AIM
Every record that follows should be printed verbatim.

═══ INPUT ROWS

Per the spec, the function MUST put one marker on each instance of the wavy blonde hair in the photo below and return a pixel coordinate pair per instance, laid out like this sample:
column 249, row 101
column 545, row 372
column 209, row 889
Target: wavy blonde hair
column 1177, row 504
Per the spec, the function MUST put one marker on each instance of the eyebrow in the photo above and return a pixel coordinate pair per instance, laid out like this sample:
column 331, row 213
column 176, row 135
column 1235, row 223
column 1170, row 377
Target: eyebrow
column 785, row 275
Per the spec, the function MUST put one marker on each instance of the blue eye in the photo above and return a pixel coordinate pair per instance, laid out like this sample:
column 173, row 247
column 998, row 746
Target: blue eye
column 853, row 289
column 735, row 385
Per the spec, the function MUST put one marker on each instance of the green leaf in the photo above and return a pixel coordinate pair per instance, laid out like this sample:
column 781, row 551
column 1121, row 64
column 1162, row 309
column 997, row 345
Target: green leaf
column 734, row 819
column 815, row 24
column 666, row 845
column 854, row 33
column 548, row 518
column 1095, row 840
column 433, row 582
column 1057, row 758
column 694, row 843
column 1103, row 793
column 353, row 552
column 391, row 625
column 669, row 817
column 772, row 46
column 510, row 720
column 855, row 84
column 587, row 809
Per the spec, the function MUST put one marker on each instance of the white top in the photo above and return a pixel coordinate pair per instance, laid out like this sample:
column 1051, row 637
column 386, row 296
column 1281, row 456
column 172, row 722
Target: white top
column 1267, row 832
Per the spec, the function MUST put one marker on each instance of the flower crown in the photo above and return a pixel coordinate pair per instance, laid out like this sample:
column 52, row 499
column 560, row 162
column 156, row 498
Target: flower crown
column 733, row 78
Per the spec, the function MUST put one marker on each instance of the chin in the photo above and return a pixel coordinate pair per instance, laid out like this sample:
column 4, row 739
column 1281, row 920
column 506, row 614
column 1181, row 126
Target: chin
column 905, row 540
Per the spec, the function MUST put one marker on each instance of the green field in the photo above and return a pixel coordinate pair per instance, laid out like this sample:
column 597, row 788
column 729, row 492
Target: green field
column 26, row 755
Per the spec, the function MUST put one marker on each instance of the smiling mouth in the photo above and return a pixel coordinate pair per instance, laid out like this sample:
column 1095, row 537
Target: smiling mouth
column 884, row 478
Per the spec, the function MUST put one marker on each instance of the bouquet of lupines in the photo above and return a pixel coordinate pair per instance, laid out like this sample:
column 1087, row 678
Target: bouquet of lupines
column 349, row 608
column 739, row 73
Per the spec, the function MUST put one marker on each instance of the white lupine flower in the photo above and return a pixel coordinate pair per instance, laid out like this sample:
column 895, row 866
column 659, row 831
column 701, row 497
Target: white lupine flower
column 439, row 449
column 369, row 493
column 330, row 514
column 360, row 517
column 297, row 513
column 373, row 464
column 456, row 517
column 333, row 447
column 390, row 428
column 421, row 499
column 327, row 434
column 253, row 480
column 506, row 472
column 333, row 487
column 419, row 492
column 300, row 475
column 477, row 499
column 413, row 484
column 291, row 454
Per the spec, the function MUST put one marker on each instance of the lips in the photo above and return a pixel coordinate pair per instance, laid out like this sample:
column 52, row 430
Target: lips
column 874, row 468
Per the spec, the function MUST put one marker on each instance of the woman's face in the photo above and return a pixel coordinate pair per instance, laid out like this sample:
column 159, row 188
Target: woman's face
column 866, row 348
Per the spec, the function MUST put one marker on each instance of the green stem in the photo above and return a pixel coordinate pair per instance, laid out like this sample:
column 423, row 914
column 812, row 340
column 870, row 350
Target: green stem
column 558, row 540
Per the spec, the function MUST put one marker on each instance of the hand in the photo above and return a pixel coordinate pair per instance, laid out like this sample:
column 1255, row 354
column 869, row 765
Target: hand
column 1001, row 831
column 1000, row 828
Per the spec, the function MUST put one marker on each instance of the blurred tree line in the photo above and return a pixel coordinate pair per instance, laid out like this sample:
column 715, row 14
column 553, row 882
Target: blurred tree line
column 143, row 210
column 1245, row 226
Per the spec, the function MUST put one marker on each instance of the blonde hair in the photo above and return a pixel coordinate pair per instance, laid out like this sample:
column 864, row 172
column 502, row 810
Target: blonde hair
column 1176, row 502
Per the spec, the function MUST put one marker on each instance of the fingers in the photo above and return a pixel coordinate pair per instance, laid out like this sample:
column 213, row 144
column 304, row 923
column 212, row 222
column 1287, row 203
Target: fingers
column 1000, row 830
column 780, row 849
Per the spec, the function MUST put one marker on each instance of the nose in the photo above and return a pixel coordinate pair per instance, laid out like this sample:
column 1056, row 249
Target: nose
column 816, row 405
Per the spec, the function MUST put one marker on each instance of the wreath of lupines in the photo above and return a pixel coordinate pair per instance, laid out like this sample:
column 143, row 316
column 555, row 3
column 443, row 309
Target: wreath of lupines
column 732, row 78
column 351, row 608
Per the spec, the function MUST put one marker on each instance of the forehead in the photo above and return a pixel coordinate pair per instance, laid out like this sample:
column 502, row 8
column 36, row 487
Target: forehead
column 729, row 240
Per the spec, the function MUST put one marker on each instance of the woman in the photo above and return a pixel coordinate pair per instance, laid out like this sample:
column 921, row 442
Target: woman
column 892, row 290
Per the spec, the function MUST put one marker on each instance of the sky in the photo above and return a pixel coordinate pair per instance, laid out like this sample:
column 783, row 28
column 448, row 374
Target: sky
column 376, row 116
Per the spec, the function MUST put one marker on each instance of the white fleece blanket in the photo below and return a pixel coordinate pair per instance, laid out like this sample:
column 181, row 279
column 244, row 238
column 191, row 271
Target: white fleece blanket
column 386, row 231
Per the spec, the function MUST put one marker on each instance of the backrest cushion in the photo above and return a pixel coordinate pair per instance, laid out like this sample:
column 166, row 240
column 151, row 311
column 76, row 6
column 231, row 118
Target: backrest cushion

══════

REPLY
Per the spec, the function MUST put one marker on each instance of the wavy blonde hair in the photo below and return a pixel coordinate pair per instance, laid out like this sample:
column 249, row 101
column 545, row 372
column 209, row 889
Target: wavy blonde hair
column 1177, row 504
Per the spec, the function MUST put one marker on each instance of the eyebrow in the photo above and return a pixel coordinate pair per instance, laid out like this sample:
column 331, row 213
column 176, row 135
column 1235, row 223
column 1170, row 377
Target: eyebrow
column 785, row 275
Per the spec, the function MUST put one marker on each instance of the blue eye in the photo above and return a pixel coordinate pair per instance, laid out like this sample:
column 173, row 247
column 998, row 746
Target: blue eye
column 853, row 289
column 735, row 385
Per the spec, the function MUST put one marker on each instance of the green leaf in the photo above and return a pixel coordinate pair per instance, laid out like this sample:
column 781, row 551
column 1121, row 64
column 1162, row 309
column 997, row 345
Target: green leaf
column 734, row 819
column 815, row 24
column 666, row 845
column 854, row 33
column 548, row 518
column 1095, row 840
column 433, row 582
column 1057, row 758
column 694, row 843
column 1103, row 793
column 353, row 552
column 391, row 625
column 669, row 817
column 772, row 46
column 510, row 720
column 855, row 84
column 587, row 809
Per the spec, the function MUST put one marker on each instance of the white top in the photo above and return a pixel coordinate pair per instance, laid out like this sample:
column 1051, row 637
column 386, row 296
column 1281, row 456
column 172, row 722
Target: white top
column 1267, row 832
Per the spec, the function MUST put one marker on each instance of the flower crown in the photo above and return a pixel coordinate pair per instance, laid out like this sample:
column 52, row 499
column 560, row 162
column 156, row 498
Target: flower crown
column 733, row 78
Per the spec, the function MUST put one marker on each instance of the chin in the photo above and return a pixel coordinate pair per instance, laid out like this sample:
column 4, row 739
column 1281, row 920
column 506, row 614
column 1181, row 126
Target: chin
column 905, row 540
Per the spec, the function MUST put one marker on each instance of the green field in the photo above and return a pixel coordinate pair per instance, laid out like this sample:
column 597, row 788
column 729, row 492
Target: green field
column 26, row 755
Per the spec, the function MUST put one marker on each instance of the smiling mouth in the photo above and return a pixel coordinate pair per instance, laid out like this sample:
column 1095, row 537
Target: smiling mouth
column 884, row 478
Per the spec, the function MUST put one marker on each instance of the bouquet of lupines in the photo above and return a pixel coordinate pair per instance, laid out like this sample:
column 1087, row 678
Target: bouquet of lupines
column 349, row 608
column 739, row 73
Per the spec, the function MUST put one marker on each instance of the white lupine flower in the photo above and return a pixel coordinate pair per instance, laid out like this sample:
column 895, row 866
column 659, row 831
column 701, row 497
Target: white lupine flower
column 439, row 449
column 369, row 493
column 330, row 514
column 360, row 517
column 297, row 513
column 373, row 464
column 456, row 517
column 333, row 447
column 390, row 428
column 421, row 499
column 327, row 434
column 253, row 480
column 506, row 472
column 333, row 487
column 419, row 492
column 300, row 475
column 477, row 499
column 413, row 484
column 291, row 454
Per the spec, the function MUST put one marker on each instance of the lips in the photo above and return a pixel coordinate pair per instance, laid out like this sample:
column 52, row 430
Target: lips
column 874, row 468
Per the spec, the function MUST put one marker on each instance of the woman's face in the photo above and return a pixel coordinate pair per instance, laid out like this sample:
column 159, row 188
Target: woman's face
column 866, row 348
Per the spec, the function MUST put one marker on each instance of the green stem in the photo above and return a pixel coordinate pair per instance, laid out like this sample:
column 423, row 914
column 812, row 340
column 870, row 350
Target: green stem
column 558, row 540
Per the spec, the function MUST put one marker on each instance of the hand in the photo above and return a pixel coordinate pair per instance, laid out like this sample:
column 1255, row 354
column 869, row 765
Target: hand
column 1001, row 831
column 1000, row 828
Per the spec, the function MUST put one marker on each instance of the blurred tree line in the photo above and return a pixel coordinate pair per instance, laid out like this sample:
column 715, row 14
column 553, row 882
Target: blurred tree line
column 143, row 210
column 1245, row 226
Per the spec, the function MUST put one marker on each instance of the blonde hair in the photo above and return a pixel coordinate pair per instance, laid out like this sample:
column 864, row 172
column 502, row 810
Target: blonde hair
column 1176, row 502
Per the spec, the function MUST put one marker on each instance of the fingers in the photo above and return a pixel coordinate pair per instance, laid out like this sample:
column 213, row 144
column 304, row 923
column 212, row 222
column 1287, row 203
Target: fingers
column 1000, row 830
column 780, row 849
Per the spec, the function MUST put one marker on each instance of the nose in the photo above and return a pixel coordinate pair per instance, laid out like this sample:
column 1056, row 249
Target: nose
column 816, row 405
Per the spec, the function MUST put one marker on each instance of the wreath of lupines in the photo above and return a pixel coordinate pair per instance, laid out like this sample:
column 143, row 316
column 555, row 3
column 443, row 309
Target: wreath of lupines
column 732, row 78
column 351, row 608
Per the spec, the function MUST put one marker on each instance of the forehead in the photo above and return a pixel coordinate pair per instance, laid out like this sample:
column 502, row 8
column 36, row 487
Target: forehead
column 729, row 240
Per the spec, the function MUST put one marker on each instance of the woman in the photo above and return a pixel coordinate pair per instance, laid out like this sample:
column 921, row 442
Target: woman
column 892, row 290
Per the spec, the function MUST put one marker on each instance of the sky in the photo above and return a pixel coordinate pair per instance, laid out like this sample:
column 783, row 28
column 448, row 374
Target: sky
column 376, row 116
Per the spec, the function MUST put one marker on each instance of the white fleece blanket in the photo below and return a pixel coordinate pair per instance, laid out like this sample:
column 181, row 279
column 244, row 238
column 191, row 271
Target: white fleece blanket
column 386, row 231
Per the spec, the function MUST put one marker on each instance of the backrest cushion in the photo above and return a pixel coordinate pair per instance, laid out like this sample:
column 166, row 240
column 151, row 311
column 76, row 6
column 231, row 118
Target: backrest cushion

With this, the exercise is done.